■ Problem to solve ■
Find all the lines in the entries below that hold the word "fallen" and copy them.

(Saved entries)
◆ ◆ ◆ ◆ ◆

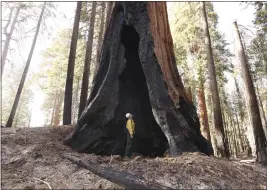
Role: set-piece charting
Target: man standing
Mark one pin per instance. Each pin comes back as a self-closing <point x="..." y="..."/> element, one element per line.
<point x="130" y="132"/>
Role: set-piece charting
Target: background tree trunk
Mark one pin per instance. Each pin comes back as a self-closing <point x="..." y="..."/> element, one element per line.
<point x="138" y="74"/>
<point x="71" y="64"/>
<point x="217" y="113"/>
<point x="252" y="102"/>
<point x="100" y="35"/>
<point x="203" y="116"/>
<point x="87" y="61"/>
<point x="58" y="108"/>
<point x="53" y="109"/>
<point x="8" y="38"/>
<point x="24" y="75"/>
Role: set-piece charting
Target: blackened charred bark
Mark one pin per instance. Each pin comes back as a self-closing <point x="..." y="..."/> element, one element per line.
<point x="71" y="63"/>
<point x="138" y="74"/>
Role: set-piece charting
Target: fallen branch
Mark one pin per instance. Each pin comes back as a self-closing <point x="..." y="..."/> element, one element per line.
<point x="121" y="178"/>
<point x="43" y="182"/>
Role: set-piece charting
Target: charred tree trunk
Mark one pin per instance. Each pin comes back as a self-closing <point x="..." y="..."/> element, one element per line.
<point x="138" y="74"/>
<point x="87" y="61"/>
<point x="252" y="102"/>
<point x="217" y="113"/>
<point x="24" y="75"/>
<point x="203" y="116"/>
<point x="100" y="35"/>
<point x="71" y="63"/>
<point x="8" y="37"/>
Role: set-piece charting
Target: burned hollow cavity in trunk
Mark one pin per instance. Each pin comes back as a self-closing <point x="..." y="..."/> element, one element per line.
<point x="134" y="98"/>
<point x="137" y="74"/>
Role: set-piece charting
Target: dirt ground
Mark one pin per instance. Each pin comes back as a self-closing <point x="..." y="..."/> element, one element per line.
<point x="33" y="154"/>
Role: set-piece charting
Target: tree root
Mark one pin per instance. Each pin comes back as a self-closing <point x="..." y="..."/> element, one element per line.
<point x="122" y="178"/>
<point x="43" y="182"/>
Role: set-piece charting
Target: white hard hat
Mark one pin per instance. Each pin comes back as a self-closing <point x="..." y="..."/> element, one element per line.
<point x="128" y="115"/>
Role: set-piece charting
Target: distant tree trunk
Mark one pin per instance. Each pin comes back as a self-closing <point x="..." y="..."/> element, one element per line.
<point x="24" y="75"/>
<point x="54" y="107"/>
<point x="138" y="74"/>
<point x="100" y="35"/>
<point x="262" y="109"/>
<point x="75" y="102"/>
<point x="203" y="116"/>
<point x="240" y="135"/>
<point x="108" y="12"/>
<point x="217" y="113"/>
<point x="30" y="117"/>
<point x="87" y="61"/>
<point x="58" y="108"/>
<point x="189" y="94"/>
<point x="252" y="102"/>
<point x="71" y="64"/>
<point x="8" y="37"/>
<point x="18" y="114"/>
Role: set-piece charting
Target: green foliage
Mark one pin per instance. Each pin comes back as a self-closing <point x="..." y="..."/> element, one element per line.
<point x="186" y="23"/>
<point x="52" y="75"/>
<point x="261" y="15"/>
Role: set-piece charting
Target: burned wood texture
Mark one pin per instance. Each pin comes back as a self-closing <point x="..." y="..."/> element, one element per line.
<point x="137" y="74"/>
<point x="122" y="178"/>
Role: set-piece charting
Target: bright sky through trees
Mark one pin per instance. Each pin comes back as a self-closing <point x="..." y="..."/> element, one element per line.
<point x="227" y="12"/>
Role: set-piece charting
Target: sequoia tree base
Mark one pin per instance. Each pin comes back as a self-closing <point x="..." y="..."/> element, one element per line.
<point x="136" y="76"/>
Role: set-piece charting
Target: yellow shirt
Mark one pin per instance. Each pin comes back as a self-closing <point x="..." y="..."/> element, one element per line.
<point x="130" y="126"/>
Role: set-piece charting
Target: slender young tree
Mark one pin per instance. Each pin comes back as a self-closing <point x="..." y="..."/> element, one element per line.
<point x="100" y="36"/>
<point x="71" y="64"/>
<point x="203" y="116"/>
<point x="217" y="114"/>
<point x="251" y="100"/>
<point x="8" y="36"/>
<point x="24" y="75"/>
<point x="87" y="61"/>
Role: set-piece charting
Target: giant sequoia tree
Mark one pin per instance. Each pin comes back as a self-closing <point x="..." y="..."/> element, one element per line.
<point x="137" y="74"/>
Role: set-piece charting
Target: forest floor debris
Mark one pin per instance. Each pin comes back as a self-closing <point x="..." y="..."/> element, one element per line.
<point x="35" y="153"/>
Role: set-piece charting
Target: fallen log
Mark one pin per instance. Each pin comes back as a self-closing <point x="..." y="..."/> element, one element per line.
<point x="122" y="178"/>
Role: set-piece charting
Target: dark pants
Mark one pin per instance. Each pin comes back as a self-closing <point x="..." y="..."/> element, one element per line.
<point x="129" y="142"/>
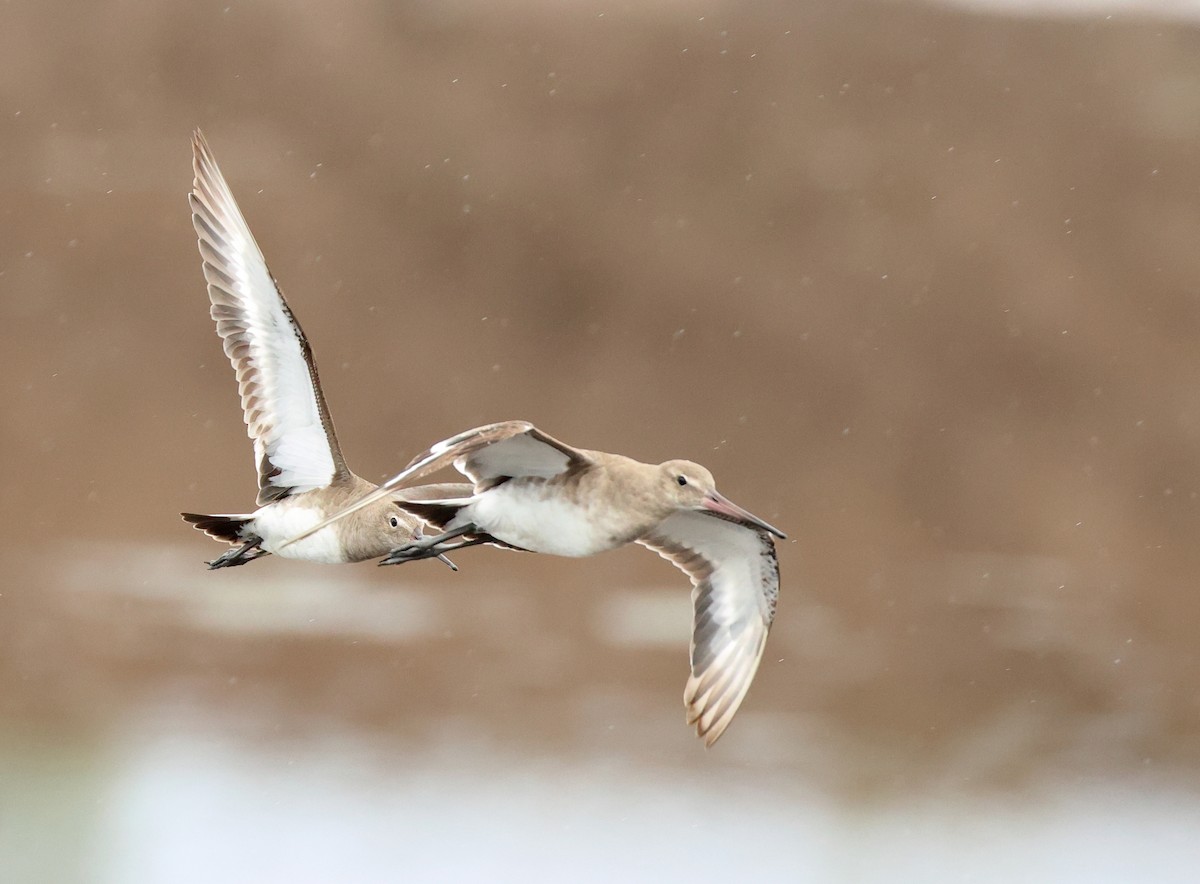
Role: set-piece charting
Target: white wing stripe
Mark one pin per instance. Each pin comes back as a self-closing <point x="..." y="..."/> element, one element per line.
<point x="736" y="581"/>
<point x="279" y="397"/>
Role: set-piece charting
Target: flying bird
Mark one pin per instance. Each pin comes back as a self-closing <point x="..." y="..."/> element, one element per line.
<point x="301" y="475"/>
<point x="533" y="492"/>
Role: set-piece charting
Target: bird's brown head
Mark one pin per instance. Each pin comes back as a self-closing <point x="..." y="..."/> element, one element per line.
<point x="685" y="483"/>
<point x="693" y="487"/>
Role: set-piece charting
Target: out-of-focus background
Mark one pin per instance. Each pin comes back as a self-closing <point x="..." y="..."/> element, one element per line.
<point x="919" y="283"/>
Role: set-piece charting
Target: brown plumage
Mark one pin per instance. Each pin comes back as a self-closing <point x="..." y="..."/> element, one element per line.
<point x="301" y="473"/>
<point x="534" y="492"/>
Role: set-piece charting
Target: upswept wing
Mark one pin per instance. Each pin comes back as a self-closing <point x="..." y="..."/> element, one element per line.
<point x="735" y="577"/>
<point x="295" y="449"/>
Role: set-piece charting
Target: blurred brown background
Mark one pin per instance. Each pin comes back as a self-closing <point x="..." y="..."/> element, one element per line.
<point x="919" y="284"/>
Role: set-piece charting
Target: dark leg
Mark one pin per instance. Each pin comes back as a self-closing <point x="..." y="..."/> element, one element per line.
<point x="246" y="552"/>
<point x="436" y="547"/>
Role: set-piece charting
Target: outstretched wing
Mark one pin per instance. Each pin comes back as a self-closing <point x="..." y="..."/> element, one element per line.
<point x="735" y="577"/>
<point x="286" y="415"/>
<point x="486" y="455"/>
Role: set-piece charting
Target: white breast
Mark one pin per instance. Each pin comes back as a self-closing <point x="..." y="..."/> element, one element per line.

◆ ◆ ◆ ◆ ◆

■ Answer section ■
Target: fallen branch
Target: fallen log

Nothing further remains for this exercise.